* Entries *

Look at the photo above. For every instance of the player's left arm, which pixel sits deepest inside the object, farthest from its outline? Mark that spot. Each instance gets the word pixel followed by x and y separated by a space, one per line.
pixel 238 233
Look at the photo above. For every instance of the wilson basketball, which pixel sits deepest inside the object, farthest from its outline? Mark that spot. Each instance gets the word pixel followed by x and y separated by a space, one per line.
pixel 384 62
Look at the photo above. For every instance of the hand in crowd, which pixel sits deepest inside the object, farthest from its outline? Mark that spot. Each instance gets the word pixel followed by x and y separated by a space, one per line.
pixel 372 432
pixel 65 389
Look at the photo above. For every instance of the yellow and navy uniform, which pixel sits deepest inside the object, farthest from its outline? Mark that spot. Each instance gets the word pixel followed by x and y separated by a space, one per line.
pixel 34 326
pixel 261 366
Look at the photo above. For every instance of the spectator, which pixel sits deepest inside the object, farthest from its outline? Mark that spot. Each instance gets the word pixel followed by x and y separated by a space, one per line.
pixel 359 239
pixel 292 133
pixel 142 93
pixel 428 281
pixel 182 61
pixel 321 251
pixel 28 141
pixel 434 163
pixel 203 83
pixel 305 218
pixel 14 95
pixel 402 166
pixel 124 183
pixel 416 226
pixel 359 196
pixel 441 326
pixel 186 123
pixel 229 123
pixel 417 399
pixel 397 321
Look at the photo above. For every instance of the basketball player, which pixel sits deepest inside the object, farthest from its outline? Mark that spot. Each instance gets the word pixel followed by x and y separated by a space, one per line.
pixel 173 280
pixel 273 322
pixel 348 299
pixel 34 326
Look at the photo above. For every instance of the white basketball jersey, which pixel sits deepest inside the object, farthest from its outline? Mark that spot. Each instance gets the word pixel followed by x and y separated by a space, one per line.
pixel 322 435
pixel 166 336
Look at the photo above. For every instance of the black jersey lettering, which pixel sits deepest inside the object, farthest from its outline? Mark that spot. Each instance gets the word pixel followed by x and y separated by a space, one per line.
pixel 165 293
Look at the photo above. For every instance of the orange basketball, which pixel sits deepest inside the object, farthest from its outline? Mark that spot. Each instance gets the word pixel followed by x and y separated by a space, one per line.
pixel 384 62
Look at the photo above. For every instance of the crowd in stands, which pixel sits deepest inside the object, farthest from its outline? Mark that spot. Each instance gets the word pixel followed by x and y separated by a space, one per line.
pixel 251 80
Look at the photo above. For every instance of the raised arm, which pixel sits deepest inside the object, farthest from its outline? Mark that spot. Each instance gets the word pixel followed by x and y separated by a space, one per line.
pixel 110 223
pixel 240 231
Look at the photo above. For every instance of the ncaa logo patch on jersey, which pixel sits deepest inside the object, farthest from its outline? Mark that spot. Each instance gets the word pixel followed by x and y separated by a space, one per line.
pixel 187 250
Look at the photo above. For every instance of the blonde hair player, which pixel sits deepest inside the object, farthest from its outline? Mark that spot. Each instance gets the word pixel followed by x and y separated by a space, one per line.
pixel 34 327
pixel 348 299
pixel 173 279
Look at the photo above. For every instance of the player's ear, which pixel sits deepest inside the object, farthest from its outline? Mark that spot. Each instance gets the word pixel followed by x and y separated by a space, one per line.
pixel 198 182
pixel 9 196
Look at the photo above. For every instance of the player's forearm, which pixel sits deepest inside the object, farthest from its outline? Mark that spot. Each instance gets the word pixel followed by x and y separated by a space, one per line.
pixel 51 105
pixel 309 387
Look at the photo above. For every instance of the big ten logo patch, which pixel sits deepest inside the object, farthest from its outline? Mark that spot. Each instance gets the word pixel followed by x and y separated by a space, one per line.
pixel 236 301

---

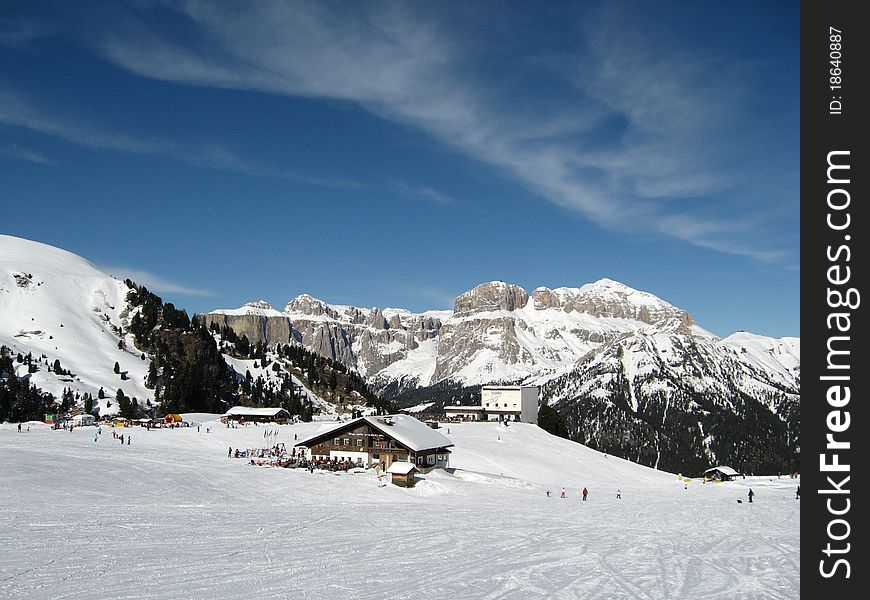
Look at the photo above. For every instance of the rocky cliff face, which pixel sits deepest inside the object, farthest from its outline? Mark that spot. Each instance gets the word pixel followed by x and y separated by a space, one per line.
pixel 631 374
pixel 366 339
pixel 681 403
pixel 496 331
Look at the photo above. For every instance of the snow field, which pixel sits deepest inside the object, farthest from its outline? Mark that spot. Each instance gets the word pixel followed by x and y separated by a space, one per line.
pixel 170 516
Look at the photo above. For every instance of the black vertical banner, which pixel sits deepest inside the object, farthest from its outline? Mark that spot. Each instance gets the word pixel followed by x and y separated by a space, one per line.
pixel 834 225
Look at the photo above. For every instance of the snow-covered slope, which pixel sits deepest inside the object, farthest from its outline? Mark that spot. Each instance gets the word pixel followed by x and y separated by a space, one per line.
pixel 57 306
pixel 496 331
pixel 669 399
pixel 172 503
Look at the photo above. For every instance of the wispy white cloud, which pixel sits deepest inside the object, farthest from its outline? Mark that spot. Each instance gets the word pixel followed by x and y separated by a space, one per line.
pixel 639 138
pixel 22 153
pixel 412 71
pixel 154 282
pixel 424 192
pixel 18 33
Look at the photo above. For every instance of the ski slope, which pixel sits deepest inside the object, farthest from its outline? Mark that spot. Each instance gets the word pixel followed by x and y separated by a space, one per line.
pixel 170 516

* * *

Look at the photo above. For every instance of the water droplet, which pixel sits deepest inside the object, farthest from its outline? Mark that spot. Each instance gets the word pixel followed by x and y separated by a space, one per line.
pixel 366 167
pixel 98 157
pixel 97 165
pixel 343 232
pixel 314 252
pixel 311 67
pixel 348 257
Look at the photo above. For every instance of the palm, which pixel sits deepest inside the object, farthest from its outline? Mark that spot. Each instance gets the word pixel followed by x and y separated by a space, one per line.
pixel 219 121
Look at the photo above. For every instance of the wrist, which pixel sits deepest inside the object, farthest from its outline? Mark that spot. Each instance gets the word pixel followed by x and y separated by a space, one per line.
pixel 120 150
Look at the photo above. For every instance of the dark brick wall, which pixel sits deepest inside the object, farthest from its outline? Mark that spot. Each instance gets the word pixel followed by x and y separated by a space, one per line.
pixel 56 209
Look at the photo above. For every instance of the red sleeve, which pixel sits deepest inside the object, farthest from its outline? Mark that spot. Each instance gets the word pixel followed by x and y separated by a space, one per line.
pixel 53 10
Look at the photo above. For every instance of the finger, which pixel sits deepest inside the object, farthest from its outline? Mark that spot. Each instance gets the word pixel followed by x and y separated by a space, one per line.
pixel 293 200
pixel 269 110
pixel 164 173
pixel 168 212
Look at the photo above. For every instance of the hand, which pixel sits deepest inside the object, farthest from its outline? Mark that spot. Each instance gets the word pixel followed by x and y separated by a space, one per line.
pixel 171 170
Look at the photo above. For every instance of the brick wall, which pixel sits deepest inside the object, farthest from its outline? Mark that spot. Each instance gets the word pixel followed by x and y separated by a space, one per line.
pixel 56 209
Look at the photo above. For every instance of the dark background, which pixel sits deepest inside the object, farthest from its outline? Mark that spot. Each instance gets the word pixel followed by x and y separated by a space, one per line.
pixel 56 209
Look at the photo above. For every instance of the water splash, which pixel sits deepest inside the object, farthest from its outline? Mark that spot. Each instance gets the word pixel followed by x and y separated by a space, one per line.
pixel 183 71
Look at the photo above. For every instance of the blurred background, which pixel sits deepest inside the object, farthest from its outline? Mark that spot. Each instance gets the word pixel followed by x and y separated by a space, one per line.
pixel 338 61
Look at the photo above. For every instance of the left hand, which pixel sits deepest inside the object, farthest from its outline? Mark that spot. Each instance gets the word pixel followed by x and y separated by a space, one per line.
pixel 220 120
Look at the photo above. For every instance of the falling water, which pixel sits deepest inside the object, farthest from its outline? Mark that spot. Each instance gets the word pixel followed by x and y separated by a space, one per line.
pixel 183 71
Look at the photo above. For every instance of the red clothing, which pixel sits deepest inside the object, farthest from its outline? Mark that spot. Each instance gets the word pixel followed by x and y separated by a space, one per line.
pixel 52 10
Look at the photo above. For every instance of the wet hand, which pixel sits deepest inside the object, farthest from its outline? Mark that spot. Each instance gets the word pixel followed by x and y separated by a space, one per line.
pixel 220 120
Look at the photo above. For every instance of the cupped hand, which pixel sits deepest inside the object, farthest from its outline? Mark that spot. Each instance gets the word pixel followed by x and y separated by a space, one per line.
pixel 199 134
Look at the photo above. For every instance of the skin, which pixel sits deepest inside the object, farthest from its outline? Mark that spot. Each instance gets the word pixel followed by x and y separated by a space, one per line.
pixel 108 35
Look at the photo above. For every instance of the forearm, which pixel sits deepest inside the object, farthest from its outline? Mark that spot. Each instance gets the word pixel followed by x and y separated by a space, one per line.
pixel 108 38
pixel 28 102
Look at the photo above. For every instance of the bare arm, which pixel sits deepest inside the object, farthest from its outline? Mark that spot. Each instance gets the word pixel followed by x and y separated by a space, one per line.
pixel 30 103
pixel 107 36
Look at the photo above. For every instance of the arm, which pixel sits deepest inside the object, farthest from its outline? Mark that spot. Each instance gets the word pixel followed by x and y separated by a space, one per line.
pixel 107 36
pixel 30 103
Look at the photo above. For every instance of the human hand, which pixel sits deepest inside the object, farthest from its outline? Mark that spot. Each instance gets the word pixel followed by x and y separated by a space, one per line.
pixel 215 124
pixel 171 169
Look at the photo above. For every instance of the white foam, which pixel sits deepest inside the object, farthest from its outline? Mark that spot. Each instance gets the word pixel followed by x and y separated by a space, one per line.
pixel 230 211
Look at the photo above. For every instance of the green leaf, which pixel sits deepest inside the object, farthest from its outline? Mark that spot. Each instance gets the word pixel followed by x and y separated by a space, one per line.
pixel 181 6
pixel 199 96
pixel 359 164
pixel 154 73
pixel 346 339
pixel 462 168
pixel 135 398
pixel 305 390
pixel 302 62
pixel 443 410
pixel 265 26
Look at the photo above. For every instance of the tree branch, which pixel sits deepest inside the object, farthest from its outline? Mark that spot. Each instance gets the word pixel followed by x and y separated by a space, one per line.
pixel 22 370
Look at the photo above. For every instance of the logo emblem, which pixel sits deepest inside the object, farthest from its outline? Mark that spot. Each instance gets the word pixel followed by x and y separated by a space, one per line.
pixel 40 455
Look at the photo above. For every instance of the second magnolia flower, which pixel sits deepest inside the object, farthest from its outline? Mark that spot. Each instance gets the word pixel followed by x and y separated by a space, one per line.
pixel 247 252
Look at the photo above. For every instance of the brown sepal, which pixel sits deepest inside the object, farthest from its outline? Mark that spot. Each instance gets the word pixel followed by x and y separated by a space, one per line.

* What is needed *
Return verbatim the lines of the entries above, from the line containing "Look at the photo above. For every instance of the wilson" through the line containing "pixel 261 366", both of those lines included.

* Response to this exercise *
Look at the photo above. For every instance of the wilson basketball, which pixel sits deepest inside the object, farthest from its outline? Mark that spot. Each instance gets the word pixel followed by x and y separated by a space, one per line.
pixel 384 62
Look at the photo above. For every instance of the hand in crowd, which pixel sits deepest inside the object, farthest from its outline? Mark that spot. Each instance gets the word pixel followed by x and y separated by a space, one per line.
pixel 372 432
pixel 65 389
Look at the photo above. For every instance of the yellow and navy uniform, which pixel sits deepest inside the object, farthest from its outline? Mark that spot. Each instance gets the word pixel followed by x and y separated by a space, one per line.
pixel 34 326
pixel 261 366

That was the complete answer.